Exercise requirements =>
Each entry must appear again exactly as it does in the source.
────────────────────
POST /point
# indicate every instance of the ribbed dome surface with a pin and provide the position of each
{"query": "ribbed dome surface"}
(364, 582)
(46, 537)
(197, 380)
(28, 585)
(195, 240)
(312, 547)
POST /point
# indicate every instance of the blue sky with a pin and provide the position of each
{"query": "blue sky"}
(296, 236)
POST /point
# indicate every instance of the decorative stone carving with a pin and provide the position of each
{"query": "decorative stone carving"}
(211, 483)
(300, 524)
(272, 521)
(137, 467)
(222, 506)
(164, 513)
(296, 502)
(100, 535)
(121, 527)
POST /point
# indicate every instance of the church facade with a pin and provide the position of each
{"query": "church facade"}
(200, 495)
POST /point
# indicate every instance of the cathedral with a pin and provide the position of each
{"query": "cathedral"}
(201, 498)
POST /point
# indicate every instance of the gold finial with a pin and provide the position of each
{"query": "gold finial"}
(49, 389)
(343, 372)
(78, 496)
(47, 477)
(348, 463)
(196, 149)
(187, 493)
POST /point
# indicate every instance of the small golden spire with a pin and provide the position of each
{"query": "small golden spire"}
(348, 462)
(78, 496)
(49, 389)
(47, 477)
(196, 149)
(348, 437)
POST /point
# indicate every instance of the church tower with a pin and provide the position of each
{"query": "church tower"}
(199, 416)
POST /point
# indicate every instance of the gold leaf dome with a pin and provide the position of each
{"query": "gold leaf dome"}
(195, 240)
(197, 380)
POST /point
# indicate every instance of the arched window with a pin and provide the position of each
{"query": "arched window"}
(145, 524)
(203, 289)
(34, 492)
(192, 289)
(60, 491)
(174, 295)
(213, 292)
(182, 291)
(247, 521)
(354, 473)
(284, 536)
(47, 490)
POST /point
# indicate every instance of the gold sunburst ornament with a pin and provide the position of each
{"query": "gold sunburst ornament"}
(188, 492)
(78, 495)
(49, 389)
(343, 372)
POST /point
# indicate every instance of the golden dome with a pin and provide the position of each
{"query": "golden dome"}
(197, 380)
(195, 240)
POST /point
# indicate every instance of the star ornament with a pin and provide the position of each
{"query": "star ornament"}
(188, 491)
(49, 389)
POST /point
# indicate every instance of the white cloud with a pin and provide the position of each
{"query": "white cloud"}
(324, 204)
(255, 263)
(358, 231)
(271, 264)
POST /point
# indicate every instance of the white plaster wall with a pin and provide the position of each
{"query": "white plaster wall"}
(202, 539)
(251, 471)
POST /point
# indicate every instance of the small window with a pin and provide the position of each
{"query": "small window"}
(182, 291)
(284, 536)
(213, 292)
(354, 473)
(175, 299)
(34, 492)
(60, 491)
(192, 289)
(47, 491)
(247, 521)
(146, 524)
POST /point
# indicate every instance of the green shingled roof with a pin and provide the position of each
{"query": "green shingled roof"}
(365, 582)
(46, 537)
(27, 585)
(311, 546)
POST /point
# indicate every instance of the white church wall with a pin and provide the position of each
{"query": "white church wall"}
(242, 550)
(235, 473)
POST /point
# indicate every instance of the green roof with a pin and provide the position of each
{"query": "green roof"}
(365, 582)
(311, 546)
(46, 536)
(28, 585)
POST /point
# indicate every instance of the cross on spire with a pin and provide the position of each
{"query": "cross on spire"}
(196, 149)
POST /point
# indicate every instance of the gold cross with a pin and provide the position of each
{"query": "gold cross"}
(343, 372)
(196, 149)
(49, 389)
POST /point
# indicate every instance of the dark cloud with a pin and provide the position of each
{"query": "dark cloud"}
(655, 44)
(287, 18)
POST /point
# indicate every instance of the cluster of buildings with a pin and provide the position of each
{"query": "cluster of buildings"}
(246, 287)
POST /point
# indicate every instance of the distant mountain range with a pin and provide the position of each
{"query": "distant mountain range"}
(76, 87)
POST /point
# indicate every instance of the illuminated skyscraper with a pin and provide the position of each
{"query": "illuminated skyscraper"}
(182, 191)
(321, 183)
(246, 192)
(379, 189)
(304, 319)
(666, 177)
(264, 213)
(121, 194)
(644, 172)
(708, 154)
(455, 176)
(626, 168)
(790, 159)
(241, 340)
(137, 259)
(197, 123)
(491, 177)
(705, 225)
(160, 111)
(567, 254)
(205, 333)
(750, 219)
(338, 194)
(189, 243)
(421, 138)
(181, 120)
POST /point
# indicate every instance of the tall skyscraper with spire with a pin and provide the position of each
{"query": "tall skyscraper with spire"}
────────────────────
Result below =>
POST /point
# indicate every instance of the ribbed dome surface with a pin and provide the position of each
{"query": "ribbed dome surface"}
(364, 582)
(46, 537)
(197, 380)
(28, 585)
(195, 240)
(312, 547)
POST /point
# indicate every instance of the blue sky with a pin and provide the position of each
{"query": "blue sky"}
(296, 236)
POST /point
# indicate every instance of the decorative stone carving with a pin and provide the position of each
{"query": "decorative stone carving"}
(211, 483)
(300, 524)
(272, 521)
(137, 467)
(222, 506)
(164, 513)
(296, 502)
(100, 535)
(121, 527)
POST /point
# indicate every instance of the church facade with a pin and provide the position of each
{"query": "church facade"}
(200, 495)
POST /point
# indicate every instance of the cathedral with a pin and provide the position of each
{"query": "cathedral"}
(201, 498)
POST /point
# indicate every instance of the gold finial with a pin and provide the position of each
{"query": "gold finial"}
(49, 389)
(343, 372)
(78, 496)
(47, 477)
(348, 463)
(196, 149)
(187, 493)
POST /point
# indicate every instance of the small golden spire with a pin and provide the position of each
{"query": "small golden spire"}
(348, 462)
(78, 496)
(49, 389)
(47, 477)
(196, 149)
(348, 437)
POST /point
# indicate every instance of the church tower with a pin and provide the position of each
{"query": "church tower"}
(199, 416)
POST /point
# indicate every instance of the gold leaf dome with a pin and provide the position of each
{"query": "gold leaf dome"}
(195, 240)
(197, 380)
POST /point
# indicate every instance of the arched window with a pin and provide the position of each
{"query": "arched window"}
(145, 524)
(203, 289)
(34, 492)
(192, 289)
(60, 491)
(174, 295)
(213, 292)
(182, 291)
(247, 521)
(354, 473)
(284, 536)
(47, 490)
POST /point
# indicate every instance of the gold sunburst ornament with a pin and provide the position of each
{"query": "gold sunburst ornament"}
(188, 492)
(78, 495)
(49, 389)
(343, 372)
POST /point
# indicate every instance of the golden dome with a pin and provide the position of each
{"query": "golden dome"}
(197, 380)
(195, 240)
POST /point
# indicate every instance of the star ornament with a pin and provide the position of each
{"query": "star ornament"}
(188, 491)
(49, 389)
POST /point
# indicate every instance of the white cloud with a pin and provide the position of each
{"query": "white cloud"}
(324, 204)
(255, 263)
(358, 231)
(271, 264)
POST /point
# indicate every instance of the white plaster wall with a pin and provide the position of each
{"query": "white plaster wall"}
(202, 539)
(251, 471)
POST /point
# indicate every instance of the small window with a pin and provide the position of each
{"query": "small window"}
(182, 291)
(284, 536)
(213, 292)
(354, 473)
(175, 299)
(34, 492)
(60, 491)
(192, 289)
(47, 491)
(247, 521)
(146, 524)
POST /point
# indicate every instance of the green shingled roof with a pin and provide the position of each
{"query": "green shingled roof"}
(365, 582)
(46, 537)
(27, 585)
(311, 546)
POST /point
# indicate every instance of the white church wall with a pin and provide the position of each
{"query": "white church wall"}
(242, 550)
(235, 473)
POST /point
# indicate every instance of the green roof with a pin and provide the position of each
{"query": "green roof"}
(365, 582)
(311, 546)
(46, 536)
(28, 585)
POST /point
# indicate every instance of the cross on spire with a pin and provide the position of each
{"query": "cross on spire"}
(196, 149)
POST /point
# indicate every instance of the gold cross with a pin and provide the position of each
{"query": "gold cross"}
(343, 372)
(196, 149)
(49, 389)
POST /point
# indicate every instance of the dark cloud with a pin and provide the position of each
{"query": "dark cloud"}
(655, 44)
(287, 18)
POST /point
# indicate every instance of the cluster of buildings with a pin and provide the position of each
{"query": "cluster of buildings"}
(246, 287)
POST /point
# indicate every instance of the distant mountain range with a pin and provide the position of each
{"query": "distant mountain range"}
(76, 87)
POST /point
# indicate every instance of the illuminated skyscraper with a pin and provide the position of each
{"query": "illuminated skyscraper"}
(182, 191)
(321, 183)
(246, 192)
(379, 189)
(304, 319)
(666, 177)
(264, 213)
(121, 194)
(644, 172)
(708, 154)
(455, 176)
(626, 168)
(790, 159)
(241, 340)
(137, 259)
(197, 123)
(491, 177)
(705, 225)
(160, 111)
(567, 254)
(205, 333)
(750, 219)
(338, 194)
(189, 243)
(421, 138)
(181, 120)
POST /point
# indicate every instance of the tall skyscraper with spire with a pin and provide the position of each
{"query": "tall skyscraper with spire"}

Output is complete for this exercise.